What is expected ▸ Can you return every line of the records below as a JSON list of strings, one string per line, with blank lines and the pictures left out?

Stored rows ▸
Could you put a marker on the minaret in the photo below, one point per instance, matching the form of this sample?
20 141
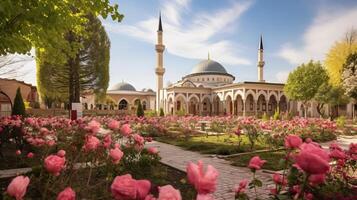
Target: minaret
160 70
261 61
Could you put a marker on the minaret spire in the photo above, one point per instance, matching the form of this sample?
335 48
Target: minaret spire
159 70
160 24
261 62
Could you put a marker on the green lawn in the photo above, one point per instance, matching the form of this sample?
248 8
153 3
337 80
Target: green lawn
272 158
221 145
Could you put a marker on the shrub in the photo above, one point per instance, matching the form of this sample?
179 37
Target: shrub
19 106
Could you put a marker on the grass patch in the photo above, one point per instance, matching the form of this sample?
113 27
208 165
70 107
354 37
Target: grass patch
272 158
221 145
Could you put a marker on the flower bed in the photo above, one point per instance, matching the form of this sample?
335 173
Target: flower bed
115 165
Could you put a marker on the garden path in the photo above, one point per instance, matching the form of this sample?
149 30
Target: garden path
229 175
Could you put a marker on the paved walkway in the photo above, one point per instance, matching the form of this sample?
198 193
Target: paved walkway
228 175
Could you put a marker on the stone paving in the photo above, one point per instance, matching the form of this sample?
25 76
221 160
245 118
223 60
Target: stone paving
228 175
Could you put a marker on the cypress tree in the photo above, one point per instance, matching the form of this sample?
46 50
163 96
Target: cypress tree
162 114
139 110
19 106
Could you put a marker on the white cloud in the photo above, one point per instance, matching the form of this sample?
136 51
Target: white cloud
282 76
328 27
194 39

Response ▸
[
  "Could you put a marker on the minaret in the photo below, one point per instance, matching the form of this sample?",
  "20 141",
  "Target: minaret",
  "160 70",
  "261 61",
  "Could you put a marker on the minaret spire in the photo above, one point per instance, matching the form of this sample?",
  "335 48",
  "Target: minaret spire",
  "159 70",
  "160 24",
  "261 62",
  "Could you put a marker on the green lawn in the photo above, one point per instance, matching the form of this sample?",
  "248 8",
  "153 3",
  "337 80",
  "Target: green lawn",
  "272 158",
  "221 145",
  "Could you put a marker on the shrub in the photo above, one point per instance, matching the form of this sample?",
  "179 37",
  "Target: shrub",
  "19 106",
  "Could you put a marker on the grass patch in the photo above, one point per instance, matching the form of this sample?",
  "113 27",
  "208 165",
  "70 107",
  "354 37",
  "Target: grass patch",
  "272 158",
  "221 145",
  "Could you put a marker on the flower bed in the photo above, one point per instance, matching the form of this sample?",
  "335 173",
  "Target: flower bed",
  "115 165",
  "Could you put a marker on the garden path in the photo above, one point per instance, matching the form of this sample?",
  "149 30",
  "Target: garden path",
  "229 175",
  "Could you put a marker on the paved walkway in the photo above, one point per instance, matching the form of this sample?",
  "198 193",
  "Target: paved walkway",
  "228 175",
  "Could you put a marker on the stone paving in the photo above, one point per instance, matching the form of this sample?",
  "25 76",
  "221 160",
  "245 118",
  "223 60",
  "Target: stone paving",
  "228 175",
  "Could you put a marker on the cypress tree in the photo above, one point per instance, matching the form of this sample?",
  "46 50",
  "163 96",
  "Target: cypress tree",
  "162 114",
  "139 110",
  "19 106",
  "Could you put a marker on the white cloud in the photo above, one point per instance, matching the form of this sample?",
  "136 51",
  "Target: white cloud",
  "282 76",
  "328 27",
  "194 39"
]